Stellar kinematics refer to the velocities and positions of stars within a galaxy. The joint distribution $p(t, v, \textbf{x}, z)$ encodes a complete description of the relations between stellar population and kinematic variables.

## IFU datacubes

Integral Field Units (IFUs) are a type of instrument which can observe spatial and spectral information simultaneously. IFU observations result in datacubes $y(\textbf{x}, \lambda)$ which describe the flux observed at a position $\textbf{x}$ and wavelength $\lambda$. The datacube is connected to the stellar population-kinematic distribution via the equation:

$$
\begin{equation}
  y(\textbf{x}, \lambda) = \int \int \int 
    \frac{1}{1+v/c} p(t, v, \textbf{x}, z) S\left(\frac{\lambda}{1+v/c} ; t, z\right) 
    \; \mathrm{d}t \; \mathrm{d}v \; \mathrm{d}z
  \tag{1}
  \label{eq:fwdmod}
\end{equation}
$$

where we have introduced notation for the:

* spectrum of SSP with age $t$ and metallicity $z$, $S(\lambda ; t, z)$, and
* speed of light, $c$.

The two factors of $(1+v/c)$ in this equation arise from Doppler-shifting of light: the factor inside $S$ translates from the rest-frame to observed wavelengths given a LOS velocity $v$, while the pre-factor scales the flux, ensuring total luminosity is conserved.

## How is this connected to spectral modelling?

By describing stellar populations and kinematics simultaneously via the joint distribution $p(t, v, \textbf{x}, z)$ we can encode complex relations between these four variables without imposing simplifying assumptions. One such assumption which is commonly used when modelling observed spectra is that at a fixed position, velocities and stellar populations are independent. This statement is equivalent to the factorisation:

$$
p(t, v, \textbf{x}, z) = p(\textbf{x}) p(v|\textbf{x}) p(t,z|\textbf{x})

*Items*
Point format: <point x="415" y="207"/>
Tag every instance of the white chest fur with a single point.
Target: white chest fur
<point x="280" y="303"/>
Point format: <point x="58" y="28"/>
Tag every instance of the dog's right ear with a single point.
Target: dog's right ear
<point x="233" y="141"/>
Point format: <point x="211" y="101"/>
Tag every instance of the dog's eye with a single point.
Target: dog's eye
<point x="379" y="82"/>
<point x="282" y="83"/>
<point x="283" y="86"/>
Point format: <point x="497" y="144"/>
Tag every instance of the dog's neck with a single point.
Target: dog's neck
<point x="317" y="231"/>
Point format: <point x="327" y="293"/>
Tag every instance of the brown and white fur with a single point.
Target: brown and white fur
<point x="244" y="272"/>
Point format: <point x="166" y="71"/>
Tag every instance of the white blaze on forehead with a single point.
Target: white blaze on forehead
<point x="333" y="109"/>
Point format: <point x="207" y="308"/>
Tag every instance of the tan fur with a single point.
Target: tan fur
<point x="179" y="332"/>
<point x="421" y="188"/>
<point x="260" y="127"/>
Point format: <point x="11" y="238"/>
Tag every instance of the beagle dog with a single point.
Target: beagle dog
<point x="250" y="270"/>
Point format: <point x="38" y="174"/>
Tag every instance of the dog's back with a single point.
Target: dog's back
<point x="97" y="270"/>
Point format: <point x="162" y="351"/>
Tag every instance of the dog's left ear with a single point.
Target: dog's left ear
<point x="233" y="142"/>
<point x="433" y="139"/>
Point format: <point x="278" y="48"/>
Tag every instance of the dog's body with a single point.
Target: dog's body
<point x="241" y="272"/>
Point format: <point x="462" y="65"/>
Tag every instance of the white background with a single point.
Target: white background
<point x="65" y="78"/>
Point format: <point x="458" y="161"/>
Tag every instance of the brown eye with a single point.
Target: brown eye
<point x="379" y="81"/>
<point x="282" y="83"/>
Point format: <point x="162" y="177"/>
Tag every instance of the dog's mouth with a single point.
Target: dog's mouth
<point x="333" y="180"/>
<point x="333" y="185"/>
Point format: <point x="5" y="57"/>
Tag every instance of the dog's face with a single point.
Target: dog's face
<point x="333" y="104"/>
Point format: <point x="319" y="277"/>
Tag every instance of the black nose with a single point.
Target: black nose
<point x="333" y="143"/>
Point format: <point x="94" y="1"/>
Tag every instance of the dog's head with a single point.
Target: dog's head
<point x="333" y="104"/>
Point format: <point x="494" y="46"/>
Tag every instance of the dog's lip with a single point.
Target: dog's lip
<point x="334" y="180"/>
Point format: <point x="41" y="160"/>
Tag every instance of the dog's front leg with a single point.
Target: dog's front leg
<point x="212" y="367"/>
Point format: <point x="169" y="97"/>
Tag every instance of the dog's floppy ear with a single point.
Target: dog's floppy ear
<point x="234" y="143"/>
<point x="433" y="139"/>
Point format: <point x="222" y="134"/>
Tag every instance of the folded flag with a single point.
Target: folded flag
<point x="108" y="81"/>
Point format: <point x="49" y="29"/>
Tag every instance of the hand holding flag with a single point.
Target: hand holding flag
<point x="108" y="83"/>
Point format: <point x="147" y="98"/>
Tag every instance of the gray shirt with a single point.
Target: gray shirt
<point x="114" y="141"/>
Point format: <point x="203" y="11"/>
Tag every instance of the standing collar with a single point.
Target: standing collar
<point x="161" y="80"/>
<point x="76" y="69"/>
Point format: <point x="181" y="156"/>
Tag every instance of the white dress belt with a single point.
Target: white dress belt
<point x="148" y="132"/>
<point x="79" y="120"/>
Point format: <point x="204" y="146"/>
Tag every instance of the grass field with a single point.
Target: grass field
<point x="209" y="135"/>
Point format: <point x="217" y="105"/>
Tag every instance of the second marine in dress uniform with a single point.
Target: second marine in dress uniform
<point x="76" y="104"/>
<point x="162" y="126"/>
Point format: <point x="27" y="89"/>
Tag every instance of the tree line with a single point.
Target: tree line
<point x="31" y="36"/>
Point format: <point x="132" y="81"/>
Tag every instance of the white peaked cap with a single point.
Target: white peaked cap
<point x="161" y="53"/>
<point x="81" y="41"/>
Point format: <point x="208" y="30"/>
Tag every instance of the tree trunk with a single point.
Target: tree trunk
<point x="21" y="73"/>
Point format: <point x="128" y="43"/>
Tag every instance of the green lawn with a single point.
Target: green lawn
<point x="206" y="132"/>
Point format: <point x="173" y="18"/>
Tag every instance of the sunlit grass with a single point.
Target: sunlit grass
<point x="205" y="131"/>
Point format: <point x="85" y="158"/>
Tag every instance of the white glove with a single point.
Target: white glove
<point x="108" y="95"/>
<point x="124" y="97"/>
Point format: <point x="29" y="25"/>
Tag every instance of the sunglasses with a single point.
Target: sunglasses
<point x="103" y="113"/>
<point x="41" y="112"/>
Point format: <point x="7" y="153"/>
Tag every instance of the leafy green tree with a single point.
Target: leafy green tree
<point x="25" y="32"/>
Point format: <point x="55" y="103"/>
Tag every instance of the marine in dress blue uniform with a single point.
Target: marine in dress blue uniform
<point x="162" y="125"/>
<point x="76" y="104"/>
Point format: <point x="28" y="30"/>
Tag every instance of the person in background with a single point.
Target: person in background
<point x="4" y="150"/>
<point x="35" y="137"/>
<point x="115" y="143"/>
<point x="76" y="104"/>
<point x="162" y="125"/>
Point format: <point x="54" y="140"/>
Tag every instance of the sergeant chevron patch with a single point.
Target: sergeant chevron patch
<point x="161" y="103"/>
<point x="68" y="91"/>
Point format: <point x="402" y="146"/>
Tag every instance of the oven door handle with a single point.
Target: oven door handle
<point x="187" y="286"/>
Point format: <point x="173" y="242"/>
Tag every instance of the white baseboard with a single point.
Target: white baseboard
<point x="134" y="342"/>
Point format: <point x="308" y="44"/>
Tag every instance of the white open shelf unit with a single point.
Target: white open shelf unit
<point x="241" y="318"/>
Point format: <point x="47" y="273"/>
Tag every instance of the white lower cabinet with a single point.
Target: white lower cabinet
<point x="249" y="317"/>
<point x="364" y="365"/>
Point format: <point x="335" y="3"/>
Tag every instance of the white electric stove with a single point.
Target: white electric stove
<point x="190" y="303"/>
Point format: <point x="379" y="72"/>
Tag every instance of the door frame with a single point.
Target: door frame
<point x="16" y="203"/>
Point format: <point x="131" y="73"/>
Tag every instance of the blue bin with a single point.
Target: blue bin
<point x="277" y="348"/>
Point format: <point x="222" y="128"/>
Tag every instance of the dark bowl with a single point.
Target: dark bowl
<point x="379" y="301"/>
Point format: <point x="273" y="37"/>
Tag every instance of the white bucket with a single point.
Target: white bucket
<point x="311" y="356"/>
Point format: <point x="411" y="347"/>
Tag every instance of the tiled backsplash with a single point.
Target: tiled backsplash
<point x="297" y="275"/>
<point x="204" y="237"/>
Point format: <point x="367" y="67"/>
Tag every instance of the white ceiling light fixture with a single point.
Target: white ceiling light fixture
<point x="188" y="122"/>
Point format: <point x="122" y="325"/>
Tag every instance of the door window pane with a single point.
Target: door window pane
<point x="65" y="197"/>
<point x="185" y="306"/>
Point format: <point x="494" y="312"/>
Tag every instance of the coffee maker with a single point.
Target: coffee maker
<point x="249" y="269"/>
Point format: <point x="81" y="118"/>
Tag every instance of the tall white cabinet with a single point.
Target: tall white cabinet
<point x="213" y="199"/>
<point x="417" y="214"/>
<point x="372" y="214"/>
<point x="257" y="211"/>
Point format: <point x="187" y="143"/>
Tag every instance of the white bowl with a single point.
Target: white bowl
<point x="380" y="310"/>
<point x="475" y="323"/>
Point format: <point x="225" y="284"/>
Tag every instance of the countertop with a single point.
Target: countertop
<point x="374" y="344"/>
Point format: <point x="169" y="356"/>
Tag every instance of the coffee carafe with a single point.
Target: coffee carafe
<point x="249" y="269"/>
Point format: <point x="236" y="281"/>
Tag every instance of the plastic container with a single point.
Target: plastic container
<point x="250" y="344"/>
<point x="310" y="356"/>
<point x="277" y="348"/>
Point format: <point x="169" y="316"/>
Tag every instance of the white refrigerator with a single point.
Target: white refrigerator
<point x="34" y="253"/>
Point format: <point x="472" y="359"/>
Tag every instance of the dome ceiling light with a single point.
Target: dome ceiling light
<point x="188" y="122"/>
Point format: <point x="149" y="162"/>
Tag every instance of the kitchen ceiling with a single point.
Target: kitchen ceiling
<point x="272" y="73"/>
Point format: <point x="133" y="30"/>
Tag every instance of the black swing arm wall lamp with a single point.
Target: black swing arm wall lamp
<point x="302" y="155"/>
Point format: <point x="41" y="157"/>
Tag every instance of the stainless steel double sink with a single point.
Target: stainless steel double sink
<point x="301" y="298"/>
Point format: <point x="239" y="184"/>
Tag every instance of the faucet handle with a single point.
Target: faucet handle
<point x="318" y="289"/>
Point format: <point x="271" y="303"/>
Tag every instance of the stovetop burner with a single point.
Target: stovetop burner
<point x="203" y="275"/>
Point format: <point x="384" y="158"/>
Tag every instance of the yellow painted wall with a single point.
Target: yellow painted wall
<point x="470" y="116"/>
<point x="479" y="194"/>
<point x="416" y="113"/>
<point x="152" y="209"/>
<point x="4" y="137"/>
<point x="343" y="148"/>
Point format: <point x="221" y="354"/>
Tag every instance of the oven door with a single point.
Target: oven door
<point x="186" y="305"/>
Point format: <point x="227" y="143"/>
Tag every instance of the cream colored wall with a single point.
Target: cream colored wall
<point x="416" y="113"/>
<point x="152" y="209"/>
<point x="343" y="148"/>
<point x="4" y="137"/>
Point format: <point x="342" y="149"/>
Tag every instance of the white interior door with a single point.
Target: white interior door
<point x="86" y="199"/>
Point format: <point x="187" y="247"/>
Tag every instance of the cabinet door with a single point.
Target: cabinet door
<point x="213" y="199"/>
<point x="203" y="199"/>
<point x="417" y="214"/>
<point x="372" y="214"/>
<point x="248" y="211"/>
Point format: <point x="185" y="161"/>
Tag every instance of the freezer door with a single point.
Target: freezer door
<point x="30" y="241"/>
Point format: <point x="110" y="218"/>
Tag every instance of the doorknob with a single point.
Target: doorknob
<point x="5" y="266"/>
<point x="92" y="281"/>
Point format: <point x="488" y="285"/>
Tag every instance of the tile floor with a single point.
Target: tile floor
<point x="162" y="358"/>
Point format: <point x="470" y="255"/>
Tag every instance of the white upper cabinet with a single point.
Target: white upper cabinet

*Task A*
In the text on IFU datacubes, rewrite the stretch from "The two factors" through "to spectral modelling?", putting "line-of-sight velocity" in place of "LOS velocity".
*Task B*
According to the text on IFU datacubes, what two kinds of information can Integral Field Units observe simultaneously?

*Expected output A*
The two factors of $(1+v/c)$ in this equation arise from Doppler-shifting of light: the factor inside $S$ translates from the rest-frame to observed wavelengths given a line-of-sight velocity $v$, while the pre-factor scales the flux, ensuring total luminosity is conserved.

## How is this connected to spectral modelling?

*Expected output B*
Spatial and spectral information.